- **Problem**:
Once the data has been read, restate all of it exactly.

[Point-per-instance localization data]
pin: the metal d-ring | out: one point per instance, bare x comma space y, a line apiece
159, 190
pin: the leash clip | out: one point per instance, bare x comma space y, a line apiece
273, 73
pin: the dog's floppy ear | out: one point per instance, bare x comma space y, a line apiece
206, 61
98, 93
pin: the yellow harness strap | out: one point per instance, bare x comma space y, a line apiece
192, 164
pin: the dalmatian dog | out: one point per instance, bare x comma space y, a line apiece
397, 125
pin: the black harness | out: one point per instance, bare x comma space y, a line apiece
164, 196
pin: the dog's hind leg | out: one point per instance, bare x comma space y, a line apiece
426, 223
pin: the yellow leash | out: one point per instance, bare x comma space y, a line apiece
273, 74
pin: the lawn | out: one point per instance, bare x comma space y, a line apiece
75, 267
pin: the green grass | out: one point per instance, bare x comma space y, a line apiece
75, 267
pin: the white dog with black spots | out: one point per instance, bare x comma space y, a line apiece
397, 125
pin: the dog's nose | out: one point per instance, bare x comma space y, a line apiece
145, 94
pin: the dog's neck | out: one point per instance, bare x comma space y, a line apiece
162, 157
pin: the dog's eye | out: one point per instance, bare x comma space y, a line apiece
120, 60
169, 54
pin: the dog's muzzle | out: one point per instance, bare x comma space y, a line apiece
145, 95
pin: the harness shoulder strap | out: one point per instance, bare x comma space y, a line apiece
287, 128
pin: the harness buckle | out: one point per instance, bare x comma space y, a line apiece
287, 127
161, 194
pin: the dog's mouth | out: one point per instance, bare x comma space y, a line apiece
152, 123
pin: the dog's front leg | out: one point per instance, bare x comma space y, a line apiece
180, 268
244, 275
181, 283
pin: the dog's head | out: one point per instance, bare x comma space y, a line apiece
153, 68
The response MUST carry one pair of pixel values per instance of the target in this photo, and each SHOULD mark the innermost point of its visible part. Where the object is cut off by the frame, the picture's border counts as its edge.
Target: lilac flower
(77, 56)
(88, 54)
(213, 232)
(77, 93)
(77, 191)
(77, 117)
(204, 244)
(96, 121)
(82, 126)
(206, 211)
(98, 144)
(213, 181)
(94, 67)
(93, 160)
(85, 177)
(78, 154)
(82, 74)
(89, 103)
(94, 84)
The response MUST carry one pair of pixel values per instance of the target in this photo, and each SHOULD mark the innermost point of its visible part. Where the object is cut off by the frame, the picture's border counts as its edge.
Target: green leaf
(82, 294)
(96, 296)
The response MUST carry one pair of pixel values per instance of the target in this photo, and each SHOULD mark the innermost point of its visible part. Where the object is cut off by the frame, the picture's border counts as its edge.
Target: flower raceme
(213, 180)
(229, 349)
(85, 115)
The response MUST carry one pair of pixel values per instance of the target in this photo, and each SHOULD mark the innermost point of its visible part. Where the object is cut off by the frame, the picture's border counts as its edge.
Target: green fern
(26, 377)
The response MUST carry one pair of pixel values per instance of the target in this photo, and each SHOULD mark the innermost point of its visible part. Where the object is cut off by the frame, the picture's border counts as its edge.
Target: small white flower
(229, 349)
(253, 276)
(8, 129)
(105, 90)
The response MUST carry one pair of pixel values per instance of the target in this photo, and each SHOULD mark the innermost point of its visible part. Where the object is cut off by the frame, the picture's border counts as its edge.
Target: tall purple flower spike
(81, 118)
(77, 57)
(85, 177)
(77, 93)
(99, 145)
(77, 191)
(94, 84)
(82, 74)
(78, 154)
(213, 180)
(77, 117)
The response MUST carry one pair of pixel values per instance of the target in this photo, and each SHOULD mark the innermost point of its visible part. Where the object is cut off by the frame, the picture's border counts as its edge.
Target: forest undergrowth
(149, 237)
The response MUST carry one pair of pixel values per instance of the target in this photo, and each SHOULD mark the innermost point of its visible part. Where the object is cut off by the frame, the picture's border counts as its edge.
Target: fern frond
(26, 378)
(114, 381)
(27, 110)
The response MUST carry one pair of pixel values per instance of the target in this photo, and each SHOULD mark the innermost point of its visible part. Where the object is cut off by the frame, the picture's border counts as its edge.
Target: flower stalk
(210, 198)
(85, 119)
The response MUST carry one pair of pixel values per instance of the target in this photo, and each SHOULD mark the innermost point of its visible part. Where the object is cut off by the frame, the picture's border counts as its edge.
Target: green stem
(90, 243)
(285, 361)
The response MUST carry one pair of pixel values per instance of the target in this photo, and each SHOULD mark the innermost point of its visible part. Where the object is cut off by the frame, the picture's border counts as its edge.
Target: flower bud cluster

- **Solved exercise**:
pin: the metal d-ring | out: one point per instance, bare x comma space y, a line apiece
159, 190
pin: the leash clip | out: one point per instance, bare x comma space y, a line apiece
273, 73
pin: the dog's floppy ear | out: one point per instance, bare x comma space y, a line apiece
206, 61
98, 93
pin: the yellow harness strap | out: one point per instance, bare x comma space y, a line apiece
192, 164
pin: the dalmatian dog | out: one point per instance, bare x comma space y, a line apiece
397, 125
pin: the black harness | out: one point per instance, bare x comma space y, a line apiece
164, 196
pin: the dog's hind leg | out: one point per instance, bare x comma space y, a line apiece
426, 223
pin: the yellow leash | out: one point per instance, bare x comma space y, a line apiece
273, 74
pin: the lawn | out: one point per instance, bare x comma space y, a line apiece
75, 267
pin: the green grass | out: one point per instance, bare x comma space y, a line apiece
75, 267
pin: the white dog with black spots | out: one point per instance, bare x comma space y, a line apiece
397, 125
pin: the dog's nose | out: one point per instance, bare x comma space y, a line apiece
145, 94
pin: the dog's neck | out: one point per instance, bare x comma space y, a line apiece
162, 157
pin: the dog's eye | out: one point per instance, bare x comma space y, a line apiece
120, 60
169, 54
pin: the dog's muzzle | out: one point per instance, bare x comma space y, a line apiece
145, 95
pin: the harness shoulder strap | out: one point per instance, bare x comma space y, a line apiece
287, 128
pin: the harness buckle | out: one point per instance, bare x comma space y, a line apiece
287, 127
161, 194
pin: the dog's mouth | out: one point per instance, bare x comma space y, a line apiece
152, 123
pin: the dog's front leg | out: one point per instance, bare x comma space y, a line apiece
180, 268
244, 275
181, 283
pin: the dog's head | out: one point per instance, bare x comma space y, a line apiece
153, 68
The response MUST carry one pair of pixel values per instance of the target in this photo, and each SHOULD mark the innermost point of its visible part. Where the object is cut off by the frame, the picture's border counts as its edge.
Target: lilac flower
(77, 56)
(88, 54)
(213, 232)
(77, 93)
(77, 191)
(77, 117)
(204, 244)
(96, 121)
(82, 126)
(206, 211)
(98, 144)
(213, 181)
(94, 67)
(93, 160)
(85, 177)
(78, 154)
(82, 74)
(89, 103)
(94, 84)
The response MUST carry one pair of pixel values per instance of the target in this photo, and each SHOULD mark the innermost point of its visible part. Where the object is cut off by the frame, the picture's border counts as its edge.
Target: green leaf
(82, 294)
(96, 296)
The response MUST carry one pair of pixel values per instance of the target in this photo, and each SHOULD mark the innermost point of its visible part. Where the object is cut off by the frame, the picture's border counts as its edge.
Target: flower raceme
(213, 180)
(229, 349)
(85, 115)
The response MUST carry one pair of pixel values per instance of the target in this photo, and each SHOULD mark the innermost point of its visible part. Where the object is cut off by the frame, the picture's border counts as its edge.
Target: green fern
(26, 377)
The response MUST carry one pair of pixel values per instance of the target in this photo, and each SHOULD mark the innermost point of its visible part. Where the object is cut off by the frame, the picture's border counts as its edge.
Target: small white flower
(229, 349)
(253, 276)
(8, 129)
(105, 90)
The response MUST carry one pair of pixel values per instance of the target in this photo, and each SHOULD mark the innermost point of its visible part. Where the object is cut off by the frame, the picture's border counts as its edge.
Target: tall purple flower spike
(81, 118)
(77, 57)
(85, 177)
(77, 93)
(99, 145)
(77, 191)
(94, 84)
(82, 74)
(78, 154)
(213, 180)
(77, 117)
The response MUST carry one pair of pixel values per instance of the target in this photo, and each SHOULD mark the innermost point of its visible part. Where the object is cut off by the frame, the picture's border counts as its edge.
Target: forest undergrowth
(149, 237)
The response MUST carry one pair of pixel values per instance of the target in this photo, and each SHOULD mark the innermost point of its visible part. Where the object is cut off by the frame, the picture's border counts as its edge.
Target: fern frond
(26, 378)
(114, 381)
(27, 110)
The response MUST carry one pair of pixel values per instance of the target in this photo, and each SHOULD mark the innermost point of its visible part. Where the object is cut off by the frame, the picture's border counts as its edge.
Target: flower stalk
(210, 198)
(85, 119)
The response MUST carry one pair of pixel values per instance of the target in this photo, and each SHOULD mark the innermost point of its visible part. Where the object is cut off by the frame, the picture's border counts as its edge.
Target: green stem
(90, 243)
(285, 361)
The response MUST carry one pair of pixel values per instance of the target in this photo, and each SHOULD mark the innermost point of its visible part. Where the object is cut off by the frame, the picture's border counts as its edge.
Target: flower bud cluster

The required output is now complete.